**Entries provided**:
☆ ☆ ☆ ☆ ☆
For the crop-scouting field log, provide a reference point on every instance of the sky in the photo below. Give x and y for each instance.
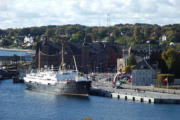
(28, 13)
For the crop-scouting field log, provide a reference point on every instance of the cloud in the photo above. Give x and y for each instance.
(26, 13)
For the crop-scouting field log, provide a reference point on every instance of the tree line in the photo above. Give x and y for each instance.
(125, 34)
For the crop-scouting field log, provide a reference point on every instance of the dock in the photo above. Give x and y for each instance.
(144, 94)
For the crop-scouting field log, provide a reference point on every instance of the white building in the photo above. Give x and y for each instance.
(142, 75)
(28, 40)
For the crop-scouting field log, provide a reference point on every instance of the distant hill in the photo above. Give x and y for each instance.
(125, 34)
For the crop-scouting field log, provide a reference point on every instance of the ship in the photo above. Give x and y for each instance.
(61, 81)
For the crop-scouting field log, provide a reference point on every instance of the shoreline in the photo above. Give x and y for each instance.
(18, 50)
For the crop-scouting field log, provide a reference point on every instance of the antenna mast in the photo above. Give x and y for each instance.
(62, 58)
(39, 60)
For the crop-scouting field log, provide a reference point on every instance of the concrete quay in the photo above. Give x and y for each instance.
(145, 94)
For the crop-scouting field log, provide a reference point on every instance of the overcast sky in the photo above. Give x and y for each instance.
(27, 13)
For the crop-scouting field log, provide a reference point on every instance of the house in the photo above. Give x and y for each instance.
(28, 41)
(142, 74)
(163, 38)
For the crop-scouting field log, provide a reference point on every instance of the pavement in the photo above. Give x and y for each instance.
☆ ☆ ☆ ☆ ☆
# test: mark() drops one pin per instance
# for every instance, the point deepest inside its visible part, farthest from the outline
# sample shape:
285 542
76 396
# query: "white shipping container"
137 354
☆ ☆ ☆ ☆ ☆
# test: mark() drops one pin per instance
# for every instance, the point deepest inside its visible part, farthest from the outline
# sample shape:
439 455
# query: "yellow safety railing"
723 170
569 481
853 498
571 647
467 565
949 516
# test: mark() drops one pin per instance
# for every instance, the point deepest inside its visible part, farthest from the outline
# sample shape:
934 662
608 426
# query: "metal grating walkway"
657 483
☆ ☆ ☆ ☆ ☆
**Assigned task**: From the data above, output only the lines between the line containing "of the overcast" and the line containing "of the pavement", inclusive, exactly as written.

**Written response**:
For the crop-scouting field log, provide a reference point on every instance of the overcast sky in the photo above. Give x and y for each instance.
(27, 13)
For the crop-scouting field log, provide a reference point on every instance of the house in the photo above. Give x and y for each instance.
(28, 41)
(142, 74)
(163, 38)
For the crop-scouting field log, provide a reference point on every instance of the pavement in the photo above. Give x and y for each instance.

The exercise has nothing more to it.